# Unstuctured Data from CoinMarketCap


So to show a scarper for unstructured data, I searched for a static data site to be different from the next example(live data with Selenium). After some research, I decided to scrap the historical trading data from CoinMarketCap(https://coinmarketcap.com/) from the last month - of September.

![Capture.JPG](attachment:Capture.JPG)


After studying the website slightly, I discover the data is organized onto multiple pages with different URLs based on the date(can be seen in pic above). With some experiments, I also discover the website does not load all the data until we scroll down to the bottom of the page. 

**Based on the above discoveries, my scraper will:**

1. go to each page within September(4 total), 
2. croll down to allow data to load, 
3. download the HTML, 
4. parse the data, 
5. and finally save them into CSV files named by the date. 


&emsp;
&emsp;

## Setting up my Script

I will start by importing some tools I will be using in this script. 


In [2]:
from bs4 import BeautifulSoup
import csv
import time
from selenium import webdriver
from selenium.webdriver.common.keys import Keys


Now I am going to create a list with the th4-weeks date in September.


In [3]:
setptember = ['20220904','20220911','20220918','20220925']


As well as the base URL string.


In [4]:
base = 'https://coinmarketcap.com/historical/'


csvRows will be a list to store my final results.


In [20]:
csvRows = []

&emsp;
&emsp;
&emsp;
&emsp;

## Get the Site to Load our Data

Now, everything is set up(including getting the chromedriver into the execution folder).

I create 2 functions that will allow me to open up a browser and scroll down to the bottom of the page. Once the data is loaded, the scroll(url) function shall then download the HTML file. 

In [6]:
def browser():
    global driver
    chrome_options = webdriver.ChromeOptions()
    chrome_options.add_argument("window-size=1920,1080")
    driver = webdriver.Chrome(chrome_options=chrome_options)
    

def scroll(url):
    driver.get(url)
    time.sleep(1)
    for i in range(5):
        time.sleep(2)
        body =driver.find_element_by_xpath('//body')
        body.send_keys(Keys.PAGE_DOWN*2)
        time.sleep(3)
    content =driver.page_source
    return content

&emsp;

&emsp;
&emsp;
&emsp;
&emsp;

## Parsing the Data

![Capture.JPG](attachment:Capture.JPG)

Looking at the website, my idea is to parse the row one by one(highlighted area will be considered a row in pic). This way, it will prevent the data from mixing between rows and minimize error and confusion.
═══
Directions:
1. Answer these questions from the CoinMarketCap scraper write-up:
(a) How many pages within September does the scraper visit?
(b) What base URL string does the script store?
(c) What window size is passed as an argument in the browser function?
2. Using the CoinMarketCap scraper write-up, explain why the author chooses to parse the data one row at a time.
3. Go on with the CoinMarketCap scraper write-up from where it stops.
The material after the CoinMarketCap scraper write-up comes from a different source.
═══
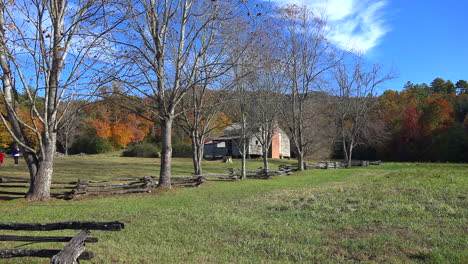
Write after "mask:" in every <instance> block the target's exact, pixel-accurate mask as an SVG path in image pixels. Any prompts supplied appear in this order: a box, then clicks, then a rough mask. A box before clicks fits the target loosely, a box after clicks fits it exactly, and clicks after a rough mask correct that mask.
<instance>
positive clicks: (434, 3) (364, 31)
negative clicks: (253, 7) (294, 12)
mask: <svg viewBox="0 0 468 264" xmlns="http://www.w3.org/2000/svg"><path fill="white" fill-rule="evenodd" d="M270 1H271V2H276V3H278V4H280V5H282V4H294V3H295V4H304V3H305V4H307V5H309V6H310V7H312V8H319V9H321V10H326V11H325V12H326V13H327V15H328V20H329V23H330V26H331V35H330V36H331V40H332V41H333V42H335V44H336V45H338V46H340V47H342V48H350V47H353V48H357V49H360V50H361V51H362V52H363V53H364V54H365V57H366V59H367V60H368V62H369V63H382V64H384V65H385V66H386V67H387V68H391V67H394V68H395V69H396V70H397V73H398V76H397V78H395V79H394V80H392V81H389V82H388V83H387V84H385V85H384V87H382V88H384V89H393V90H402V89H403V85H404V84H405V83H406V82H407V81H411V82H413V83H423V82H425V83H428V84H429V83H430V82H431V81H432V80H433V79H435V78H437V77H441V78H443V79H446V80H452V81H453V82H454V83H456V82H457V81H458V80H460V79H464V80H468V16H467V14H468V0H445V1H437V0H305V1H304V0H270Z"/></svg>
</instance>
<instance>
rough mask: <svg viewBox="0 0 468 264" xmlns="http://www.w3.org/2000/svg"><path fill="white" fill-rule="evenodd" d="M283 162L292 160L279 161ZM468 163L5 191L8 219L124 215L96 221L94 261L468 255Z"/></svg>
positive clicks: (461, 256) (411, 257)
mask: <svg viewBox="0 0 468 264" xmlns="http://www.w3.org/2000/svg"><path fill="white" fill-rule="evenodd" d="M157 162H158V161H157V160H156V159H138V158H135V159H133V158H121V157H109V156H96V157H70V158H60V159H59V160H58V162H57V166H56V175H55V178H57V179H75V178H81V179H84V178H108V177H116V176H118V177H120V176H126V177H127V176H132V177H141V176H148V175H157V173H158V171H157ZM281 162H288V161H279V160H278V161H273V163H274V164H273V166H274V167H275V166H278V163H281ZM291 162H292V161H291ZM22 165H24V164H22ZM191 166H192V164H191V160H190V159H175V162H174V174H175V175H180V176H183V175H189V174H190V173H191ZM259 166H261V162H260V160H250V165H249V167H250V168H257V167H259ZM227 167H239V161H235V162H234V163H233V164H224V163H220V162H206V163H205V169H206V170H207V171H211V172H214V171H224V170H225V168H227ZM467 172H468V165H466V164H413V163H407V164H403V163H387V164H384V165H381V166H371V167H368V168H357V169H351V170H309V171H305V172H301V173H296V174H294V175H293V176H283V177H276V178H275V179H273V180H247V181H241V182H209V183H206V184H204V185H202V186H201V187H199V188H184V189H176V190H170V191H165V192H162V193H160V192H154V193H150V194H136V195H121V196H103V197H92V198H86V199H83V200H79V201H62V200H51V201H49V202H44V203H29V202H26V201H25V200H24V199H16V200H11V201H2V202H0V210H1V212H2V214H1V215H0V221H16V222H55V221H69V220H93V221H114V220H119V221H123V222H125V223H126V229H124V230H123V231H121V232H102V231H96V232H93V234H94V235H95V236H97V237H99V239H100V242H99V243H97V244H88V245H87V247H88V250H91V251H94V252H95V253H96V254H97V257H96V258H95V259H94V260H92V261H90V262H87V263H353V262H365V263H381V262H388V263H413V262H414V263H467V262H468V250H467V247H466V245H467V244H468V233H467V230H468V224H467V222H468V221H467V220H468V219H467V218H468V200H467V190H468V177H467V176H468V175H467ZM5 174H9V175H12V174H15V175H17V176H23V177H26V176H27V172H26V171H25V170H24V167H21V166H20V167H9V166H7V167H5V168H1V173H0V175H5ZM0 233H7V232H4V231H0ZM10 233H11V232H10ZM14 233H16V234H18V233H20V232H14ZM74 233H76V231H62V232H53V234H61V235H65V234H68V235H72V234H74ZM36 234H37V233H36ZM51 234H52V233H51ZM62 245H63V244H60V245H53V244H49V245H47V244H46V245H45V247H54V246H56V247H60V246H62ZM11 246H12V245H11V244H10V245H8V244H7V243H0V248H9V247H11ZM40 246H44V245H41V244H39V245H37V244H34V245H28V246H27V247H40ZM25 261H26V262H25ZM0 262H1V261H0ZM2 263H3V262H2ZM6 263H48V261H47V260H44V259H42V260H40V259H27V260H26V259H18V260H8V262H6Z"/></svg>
═══
Responses:
1.
(a) Four pages.
(b) 'https://coinmarketcap.com/historical/'
(c) "window-size=1920,1080"

2. Parsing row by row keeps the data from mixing between rows. This minimizes error and confusion.

3.
I will treat each row as a block. Here I created a parsing function to extract the target data from each block using text manipulation methods like .split.



**Clean(content) fuction here will loop though each row and take one input "content"(HTML file) using BeautifulSoup.**

In [10]:
def clean(content):
    BeautifulSoup(content, 'html')
    soup = BeautifulSoup(content, 'html')

    rows = soup.findAll('tr',attrs={'class':'cmc-table-row'})
    i=1
    for  r in rows:
       print(i)
       i+=1
       try:
           parse(r)
       except:
          print('non-targeted')


![Capture.JPG](attachment:Capture.JPG)

Then I inspected the element on the page to find unique HTML for the target data and do some detailing. 

In [9]:

def parse(block):
    b  = str(block)
    name= b.split('sort-by__symbol"><div class="">')[1].split('<')[0]
    cap = b.split('sort-by__market-cap"><div>')[1].split('<')[0]
    price = b.split('--sort-by__price"><div>')[1].split('<')[0]
    supply = b.split('circulating-supply"><div class="">')[1].split('<')[0]
    volume = b.split('><a class="cmc-link" href="/currencies/')[1].split('>')[1].split('<')[0]
    day = b.split('cmc--change-positive">')[1].split('<')[0]
    print('Name -'+str(name)+', cap -'+str(cap)+', price -'+str(price)+', sup -'+str(supply)+', vol -'+str(volume)+', 24h -'+str(day))
    csvRows.append([name,cap,price,supply,volume,day])


&emsp;
&emsp;
&emsp;
&emsp;

## Saving the Data


This function will save the data we get from each week of the month and save them based on the input “fileName” into a CSV file. 


In [12]:
def save(fileName):
    file_name = 'unStruData'+str(fileName)+".csv"

    with open(file_name, 'w', encoding='utf-8', newline='') as csvfile:
        writ=csv.writer(csvfile)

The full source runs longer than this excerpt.